> _GIVEN TEXT_:
Despite the ability to prosecute reform being the raison d’etre of the Turnbull prime ministership, his government has no economic reform agenda and may be unable to develop anything other than a business-inspired pastiche of reform.

A quick run-through of the most pressing areas of economic reform in Australia shows that, under (mostly) Abbott and Turnbull, we’ve gone backwards:

  • The need for a medium-term path back to budget surplus has instead become blow-out after blow-out as the government ramped up spending from the Labor years;
  • The need for what bodies like the Reserve Bank and the International Monetary Fund called a consistent pipeline of major infrastructure investment, backed by an efficient infrastructure pricing system, has instead become a massive collapse in public infrastructure investment and the deliberate sabotage of the nation’s most important infrastructure project, the NBN;
  • The need for an efficient, effective mechanism for decarbonising one of the world’s most carbon-intensive developed economies remains (instead a cheap, effective carbon price was abandoned);
  • Funding reforms to fix Australia’s increasingly uncompetitive primary and secondary education system — particularly in terms of improved outcomes for disadvantaged students — have been ditched;
  • A retirement incomes policy — which has had the perverse effect of causing the cost of the incentives to encourage Australians to not rely on the aged pension growing to a higher cost than the pension itself — has been left in place and reforms by the previous government to address the problem abandoned;
  • Tax policies that badly skew the housing market remain in place, distorting other parts of the economy by establishing punitive barriers to labour mobility;
  • Competition law reform to prevent misuse of market power remains on the backburner; and
  • Hurdles to foreign investment have increased rather than fallen.

Only on the long-term but important issue of bank capital requirements to address the systemic problem of too-big-to-fail institutions — and the implicit government guarantee they enjoy — has there been significant movement, and that was by the financial regulator, not by the government itself.

The blame for most of these reversals lies with Tony Abbott and Joe Hockey, but the NBN sabotage was Turnbull’s work and the budget blow-outs have continued under Scott Morrison, who in contrast to the “budget emergency” rhetoric of his predecessor, appears to have a delusional insouciance about our fiscal position.

In the absence of an agenda to address actual reform priorities, the Turnbull government has so far offered one part sloganeering — despite the leadership coup sneering at Abbott’s reliance on three-word slogans — and two parts focus on the agenda of the Liberal Party’s major donors. Its “agenda” is almost entirely unrelated to genuine priorities for reform.

> _PARTS OF THE EXERCISE_:
1. Using the commentary on economic reform, answer each question briefly:
(a) Which infrastructure project does it say was deliberately sabotaged?
(b) Which body, rather than the government, produced significant movement on bank capital requirements?
(c) Whose work does it say the sabotage of that infrastructure project was?
2. Summarize the commentary on economic reform in two sentences.
3. Carry the commentary on economic reform forward from its final sentence.

> _LISTED ENTRIES_:
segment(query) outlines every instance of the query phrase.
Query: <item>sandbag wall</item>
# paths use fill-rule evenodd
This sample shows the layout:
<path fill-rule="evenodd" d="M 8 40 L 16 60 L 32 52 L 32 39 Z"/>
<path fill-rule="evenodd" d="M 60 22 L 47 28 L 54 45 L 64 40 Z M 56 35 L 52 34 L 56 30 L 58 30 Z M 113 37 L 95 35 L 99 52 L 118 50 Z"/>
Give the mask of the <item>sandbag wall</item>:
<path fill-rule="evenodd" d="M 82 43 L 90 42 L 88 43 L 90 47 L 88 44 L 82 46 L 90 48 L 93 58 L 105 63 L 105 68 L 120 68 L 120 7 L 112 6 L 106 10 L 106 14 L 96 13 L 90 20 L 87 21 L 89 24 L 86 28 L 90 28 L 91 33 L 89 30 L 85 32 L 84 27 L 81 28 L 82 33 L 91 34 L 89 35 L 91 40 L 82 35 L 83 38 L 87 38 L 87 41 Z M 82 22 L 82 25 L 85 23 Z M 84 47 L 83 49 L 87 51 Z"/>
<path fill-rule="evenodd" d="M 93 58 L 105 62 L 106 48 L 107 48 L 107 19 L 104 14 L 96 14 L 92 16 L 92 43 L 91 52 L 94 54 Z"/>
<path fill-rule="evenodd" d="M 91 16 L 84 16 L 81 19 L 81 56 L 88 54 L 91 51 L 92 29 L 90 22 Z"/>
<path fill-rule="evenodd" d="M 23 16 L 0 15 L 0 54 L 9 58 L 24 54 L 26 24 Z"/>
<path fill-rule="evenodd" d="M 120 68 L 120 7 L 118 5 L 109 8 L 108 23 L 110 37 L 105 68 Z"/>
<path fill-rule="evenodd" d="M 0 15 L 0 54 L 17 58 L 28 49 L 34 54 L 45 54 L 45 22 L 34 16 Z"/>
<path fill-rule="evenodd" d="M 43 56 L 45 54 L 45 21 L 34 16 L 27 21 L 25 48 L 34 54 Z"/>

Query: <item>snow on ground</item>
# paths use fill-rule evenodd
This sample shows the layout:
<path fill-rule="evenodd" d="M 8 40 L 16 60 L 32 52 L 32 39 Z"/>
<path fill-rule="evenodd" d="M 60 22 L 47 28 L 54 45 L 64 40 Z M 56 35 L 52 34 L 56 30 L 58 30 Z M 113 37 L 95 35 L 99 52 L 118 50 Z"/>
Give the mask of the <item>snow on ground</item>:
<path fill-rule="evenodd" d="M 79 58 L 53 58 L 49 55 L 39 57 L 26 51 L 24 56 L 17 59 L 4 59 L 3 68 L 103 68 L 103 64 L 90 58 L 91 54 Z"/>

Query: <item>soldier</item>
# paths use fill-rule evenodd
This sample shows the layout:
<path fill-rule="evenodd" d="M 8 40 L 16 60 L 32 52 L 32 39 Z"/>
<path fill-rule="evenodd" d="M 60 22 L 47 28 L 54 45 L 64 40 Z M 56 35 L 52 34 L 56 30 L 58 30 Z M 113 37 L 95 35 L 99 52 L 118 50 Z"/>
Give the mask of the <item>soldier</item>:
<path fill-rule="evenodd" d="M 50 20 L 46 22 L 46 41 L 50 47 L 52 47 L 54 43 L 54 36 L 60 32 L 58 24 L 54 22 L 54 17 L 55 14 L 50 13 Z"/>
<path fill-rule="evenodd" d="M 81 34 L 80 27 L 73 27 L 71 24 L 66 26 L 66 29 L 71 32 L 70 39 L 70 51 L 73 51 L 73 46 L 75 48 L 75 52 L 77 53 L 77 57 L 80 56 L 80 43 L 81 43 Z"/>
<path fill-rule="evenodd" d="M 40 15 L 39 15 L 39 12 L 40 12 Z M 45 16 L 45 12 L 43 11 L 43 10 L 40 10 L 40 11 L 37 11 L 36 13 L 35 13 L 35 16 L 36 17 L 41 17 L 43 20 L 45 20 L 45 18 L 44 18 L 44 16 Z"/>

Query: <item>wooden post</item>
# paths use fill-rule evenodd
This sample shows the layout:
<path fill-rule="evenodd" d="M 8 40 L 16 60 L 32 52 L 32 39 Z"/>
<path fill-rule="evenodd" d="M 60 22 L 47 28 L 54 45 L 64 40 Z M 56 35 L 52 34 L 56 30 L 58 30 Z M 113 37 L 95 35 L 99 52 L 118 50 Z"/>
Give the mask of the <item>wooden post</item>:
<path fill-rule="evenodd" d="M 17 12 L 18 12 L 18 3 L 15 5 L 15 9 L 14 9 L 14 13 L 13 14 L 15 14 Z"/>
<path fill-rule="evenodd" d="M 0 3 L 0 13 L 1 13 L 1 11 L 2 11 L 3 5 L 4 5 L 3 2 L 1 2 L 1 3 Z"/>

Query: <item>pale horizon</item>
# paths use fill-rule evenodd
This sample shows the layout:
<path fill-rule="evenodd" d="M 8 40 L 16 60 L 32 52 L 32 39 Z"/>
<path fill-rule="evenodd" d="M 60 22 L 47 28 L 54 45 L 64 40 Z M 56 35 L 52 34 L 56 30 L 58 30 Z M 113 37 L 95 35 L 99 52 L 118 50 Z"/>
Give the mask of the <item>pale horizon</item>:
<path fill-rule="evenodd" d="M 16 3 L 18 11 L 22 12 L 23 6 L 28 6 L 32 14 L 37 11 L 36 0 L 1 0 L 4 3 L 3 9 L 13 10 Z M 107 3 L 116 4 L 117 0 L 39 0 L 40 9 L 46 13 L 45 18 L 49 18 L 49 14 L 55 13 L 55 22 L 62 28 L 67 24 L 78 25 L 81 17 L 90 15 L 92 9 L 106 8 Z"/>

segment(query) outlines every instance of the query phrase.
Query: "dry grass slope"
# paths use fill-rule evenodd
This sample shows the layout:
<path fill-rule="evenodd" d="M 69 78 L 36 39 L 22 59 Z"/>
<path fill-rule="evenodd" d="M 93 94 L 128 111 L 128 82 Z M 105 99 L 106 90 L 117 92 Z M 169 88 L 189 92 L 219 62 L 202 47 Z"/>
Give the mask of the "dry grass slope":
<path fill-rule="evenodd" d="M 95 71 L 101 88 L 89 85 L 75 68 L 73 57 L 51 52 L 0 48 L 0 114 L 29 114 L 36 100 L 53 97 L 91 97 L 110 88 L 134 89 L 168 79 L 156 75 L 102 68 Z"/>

> _FINAL RESULTS_:
1.
(a) The NBN.
(b) The financial regulator.
(c) Turnbull's.

2. The commentary argues that the Turnbull government has no economic reform agenda, and that under Abbott and Turnbull Australia has gone backwards on pressing issues such as the budget, infrastructure, decarbonization, education funding, retirement incomes, housing tax, competition law and foreign investment. Apart from bank capital requirements, where the financial regulator acted, it says the government has offered sloganeering and a focus on its major donors' agenda.

3.
The government’s “innovation policy” was a mostly harmless, low-key piece of industry policy that swaps Labor’s obsession with inefficient but big-employing heavy manufacturing with efficient but small-employing start-ups. And Morrison has thankfully shown some acceptance that superannuation tax concessions are an exorbitantly expensive impost on the budget — but the government’s demonstrated priority on retirement incomes so far is its attack the industry super sector, reflecting the high status of their competitors, the big banks, as Liberal Party donors.

And of course when it comes to any sort of economic reform narrative, the government wants us to think that tax — for which a white paper is being diligently prepared by Treasury — is the main game. Not tax reform to fix Australia’s fiscal position, but deliberately zero-sum reform in which the revenue pea is swapped between various thimbles of governments, consumers, workers and businesses. The actual economic benefits of this are minimal — the abolition of inefficient state taxes will have some marginal economic benefits but they’re minor compared to getting rid of negative gearing, establishing a proper land tax system, or requiring road users to pay efficient congestion and infrastructure charges (which has been recommended to the government but shelved like it has been shelved under previous Coalition and Labor governments alike).

Similarly, lifting the GST to pay for income tax cuts is a primarily political exercise. Cutting corporate taxes will have little benefit — there is no clear evidence lower company tax boosts employment or growth (Warren Buffett called the link “baloney”) — and, in any event, most large international companies appear to regard paying tax as optional in Australia, rendering any benefits from cutting the nominal rate they’re supposed to pay moot.

But tax reform is the bulk of the government’s faux-reform agenda because it’s what the Liberals’ big business donors want. That’s why the options at the top of Morrison’s tax reform agenda reflect the wishlist of the Business Council — lower corporate tax, higher consumption tax — rather than genuine reforms that will yield substantial benefit.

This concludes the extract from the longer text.